The problem:
Which lines in the listing below contain the string "fence"? Pick out and copy each one in full, counting only matches with the same capitalization.

Input for this task:
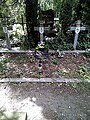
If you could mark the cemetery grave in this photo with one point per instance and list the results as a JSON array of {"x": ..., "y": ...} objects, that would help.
[{"x": 70, "y": 65}]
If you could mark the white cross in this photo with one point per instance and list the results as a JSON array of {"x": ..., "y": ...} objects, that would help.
[
  {"x": 77, "y": 30},
  {"x": 5, "y": 30},
  {"x": 41, "y": 30}
]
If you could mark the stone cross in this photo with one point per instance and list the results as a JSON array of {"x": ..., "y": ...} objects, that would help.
[
  {"x": 77, "y": 30},
  {"x": 41, "y": 30},
  {"x": 5, "y": 30}
]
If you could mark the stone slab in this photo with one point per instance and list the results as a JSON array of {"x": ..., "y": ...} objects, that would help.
[{"x": 12, "y": 116}]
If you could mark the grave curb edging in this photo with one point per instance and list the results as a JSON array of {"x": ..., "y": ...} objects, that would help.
[{"x": 44, "y": 80}]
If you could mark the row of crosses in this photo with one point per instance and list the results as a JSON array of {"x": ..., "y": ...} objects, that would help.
[{"x": 43, "y": 29}]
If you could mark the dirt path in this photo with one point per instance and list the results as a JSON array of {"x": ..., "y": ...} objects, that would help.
[{"x": 46, "y": 101}]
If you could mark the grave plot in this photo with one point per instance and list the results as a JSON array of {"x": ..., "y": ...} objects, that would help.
[{"x": 70, "y": 65}]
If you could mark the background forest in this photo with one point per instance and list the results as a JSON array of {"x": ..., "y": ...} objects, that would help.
[{"x": 25, "y": 13}]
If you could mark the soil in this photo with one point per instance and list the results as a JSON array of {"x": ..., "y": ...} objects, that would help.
[
  {"x": 46, "y": 101},
  {"x": 70, "y": 65}
]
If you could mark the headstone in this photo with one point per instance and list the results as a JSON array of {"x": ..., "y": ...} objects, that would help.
[
  {"x": 41, "y": 30},
  {"x": 5, "y": 30},
  {"x": 77, "y": 30}
]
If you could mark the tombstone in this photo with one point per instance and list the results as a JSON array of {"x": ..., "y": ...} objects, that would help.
[
  {"x": 7, "y": 37},
  {"x": 41, "y": 30},
  {"x": 77, "y": 30}
]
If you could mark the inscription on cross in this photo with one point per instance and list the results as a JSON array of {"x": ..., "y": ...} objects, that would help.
[
  {"x": 41, "y": 30},
  {"x": 77, "y": 30}
]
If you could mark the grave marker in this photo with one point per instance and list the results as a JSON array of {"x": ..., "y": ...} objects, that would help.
[
  {"x": 41, "y": 30},
  {"x": 77, "y": 30},
  {"x": 5, "y": 30}
]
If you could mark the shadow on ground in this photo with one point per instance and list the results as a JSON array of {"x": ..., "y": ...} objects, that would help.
[{"x": 46, "y": 101}]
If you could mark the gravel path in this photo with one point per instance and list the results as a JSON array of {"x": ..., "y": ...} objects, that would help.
[{"x": 46, "y": 101}]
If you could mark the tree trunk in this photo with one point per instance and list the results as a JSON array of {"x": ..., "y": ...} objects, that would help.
[{"x": 31, "y": 19}]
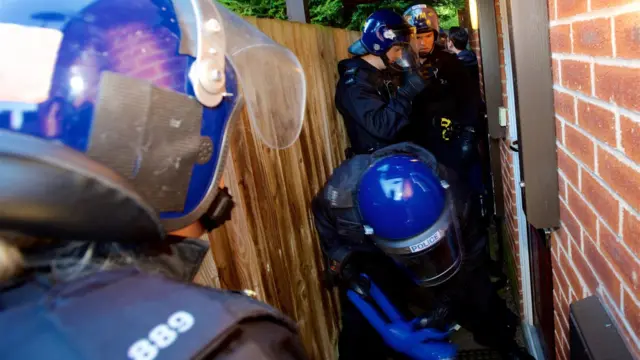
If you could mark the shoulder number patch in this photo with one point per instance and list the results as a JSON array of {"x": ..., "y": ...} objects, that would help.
[{"x": 161, "y": 336}]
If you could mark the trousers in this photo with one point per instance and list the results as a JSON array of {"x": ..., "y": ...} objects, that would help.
[{"x": 470, "y": 296}]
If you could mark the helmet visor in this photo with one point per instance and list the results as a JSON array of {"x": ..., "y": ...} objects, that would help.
[
  {"x": 275, "y": 103},
  {"x": 432, "y": 257}
]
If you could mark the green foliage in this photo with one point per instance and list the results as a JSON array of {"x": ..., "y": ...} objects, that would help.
[
  {"x": 331, "y": 12},
  {"x": 327, "y": 13},
  {"x": 273, "y": 9}
]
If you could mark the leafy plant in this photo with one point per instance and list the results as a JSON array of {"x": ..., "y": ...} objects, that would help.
[{"x": 332, "y": 12}]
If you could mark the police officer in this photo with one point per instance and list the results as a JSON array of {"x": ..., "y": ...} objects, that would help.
[
  {"x": 374, "y": 108},
  {"x": 114, "y": 123},
  {"x": 445, "y": 113},
  {"x": 390, "y": 216}
]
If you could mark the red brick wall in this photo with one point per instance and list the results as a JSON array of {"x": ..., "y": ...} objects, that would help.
[{"x": 596, "y": 68}]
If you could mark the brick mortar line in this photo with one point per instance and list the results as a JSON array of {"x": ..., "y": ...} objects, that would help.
[
  {"x": 622, "y": 317},
  {"x": 620, "y": 218},
  {"x": 580, "y": 279},
  {"x": 607, "y": 12},
  {"x": 611, "y": 150},
  {"x": 619, "y": 241},
  {"x": 613, "y": 37},
  {"x": 600, "y": 181},
  {"x": 599, "y": 60},
  {"x": 595, "y": 101}
]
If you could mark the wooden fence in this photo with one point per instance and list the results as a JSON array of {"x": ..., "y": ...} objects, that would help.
[{"x": 270, "y": 246}]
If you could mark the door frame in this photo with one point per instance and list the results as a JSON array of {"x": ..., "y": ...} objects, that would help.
[
  {"x": 526, "y": 59},
  {"x": 528, "y": 327}
]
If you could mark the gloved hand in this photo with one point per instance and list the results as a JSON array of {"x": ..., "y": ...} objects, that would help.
[
  {"x": 397, "y": 333},
  {"x": 338, "y": 269},
  {"x": 412, "y": 84},
  {"x": 428, "y": 71}
]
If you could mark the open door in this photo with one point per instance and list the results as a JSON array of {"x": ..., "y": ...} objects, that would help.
[{"x": 532, "y": 139}]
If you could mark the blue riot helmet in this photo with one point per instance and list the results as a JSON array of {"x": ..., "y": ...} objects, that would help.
[
  {"x": 410, "y": 215},
  {"x": 387, "y": 35},
  {"x": 113, "y": 112},
  {"x": 425, "y": 19}
]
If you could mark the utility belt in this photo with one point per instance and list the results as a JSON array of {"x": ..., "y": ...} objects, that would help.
[{"x": 448, "y": 130}]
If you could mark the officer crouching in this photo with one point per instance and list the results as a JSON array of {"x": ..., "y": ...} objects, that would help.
[{"x": 398, "y": 216}]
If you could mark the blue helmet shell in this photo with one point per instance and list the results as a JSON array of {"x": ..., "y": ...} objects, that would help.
[
  {"x": 400, "y": 197},
  {"x": 423, "y": 18},
  {"x": 381, "y": 31},
  {"x": 135, "y": 38}
]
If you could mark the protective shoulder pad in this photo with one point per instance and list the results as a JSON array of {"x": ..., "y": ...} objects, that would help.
[
  {"x": 53, "y": 191},
  {"x": 343, "y": 183},
  {"x": 126, "y": 314}
]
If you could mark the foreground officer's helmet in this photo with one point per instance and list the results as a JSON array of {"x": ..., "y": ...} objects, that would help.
[
  {"x": 115, "y": 111},
  {"x": 410, "y": 213}
]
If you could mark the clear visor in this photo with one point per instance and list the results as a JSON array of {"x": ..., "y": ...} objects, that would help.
[
  {"x": 433, "y": 256},
  {"x": 435, "y": 265},
  {"x": 271, "y": 77},
  {"x": 403, "y": 56}
]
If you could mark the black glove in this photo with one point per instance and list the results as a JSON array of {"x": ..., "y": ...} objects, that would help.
[
  {"x": 338, "y": 270},
  {"x": 412, "y": 85}
]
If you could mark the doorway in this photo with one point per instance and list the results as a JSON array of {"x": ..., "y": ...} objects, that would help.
[{"x": 518, "y": 20}]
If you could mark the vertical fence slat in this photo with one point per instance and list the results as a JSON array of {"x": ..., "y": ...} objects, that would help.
[{"x": 270, "y": 246}]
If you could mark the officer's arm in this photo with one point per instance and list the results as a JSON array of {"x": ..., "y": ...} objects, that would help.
[
  {"x": 381, "y": 119},
  {"x": 336, "y": 250},
  {"x": 325, "y": 225}
]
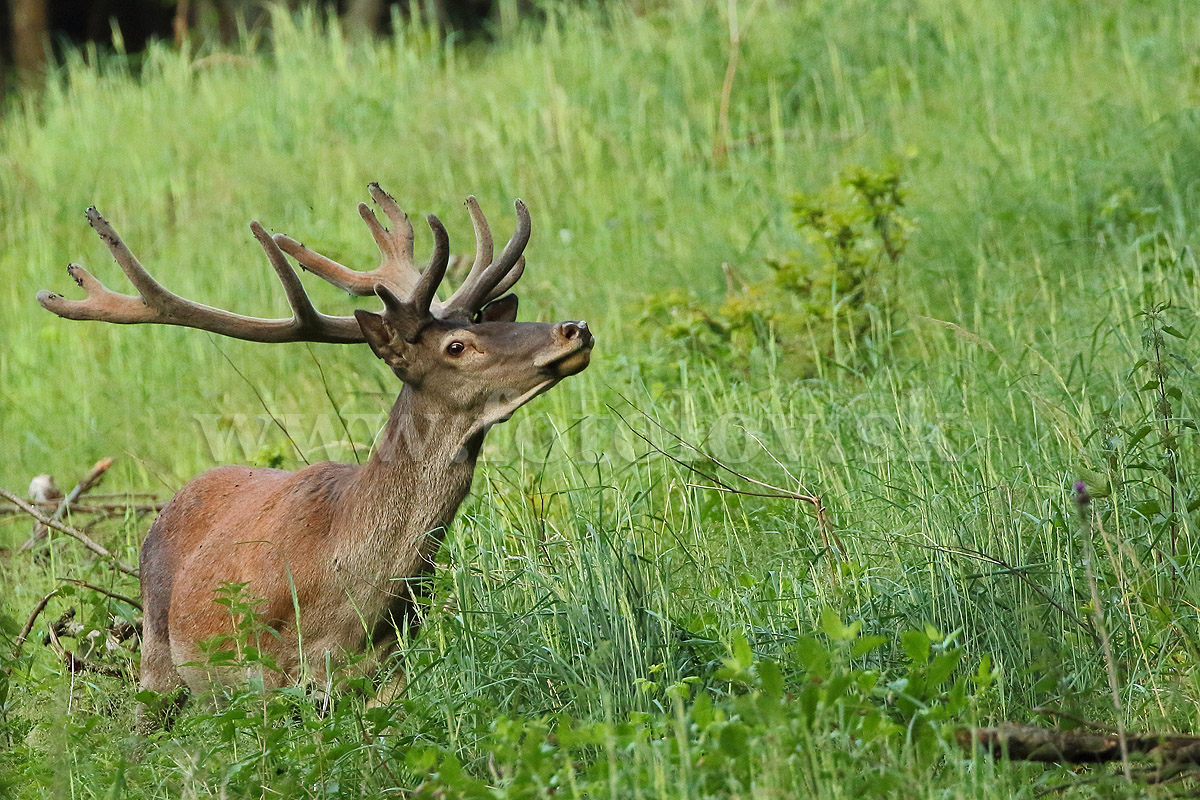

Finished answer:
If you could mark the wooden fence in this photo with one point per instance and list the results as a JSON array of {"x": ..., "y": ...} objects, that would help.
If you could mark the vertical fence slat in this photo with one point per instance and list the results as a JSON array of {"x": ..., "y": ...} objects, that would help.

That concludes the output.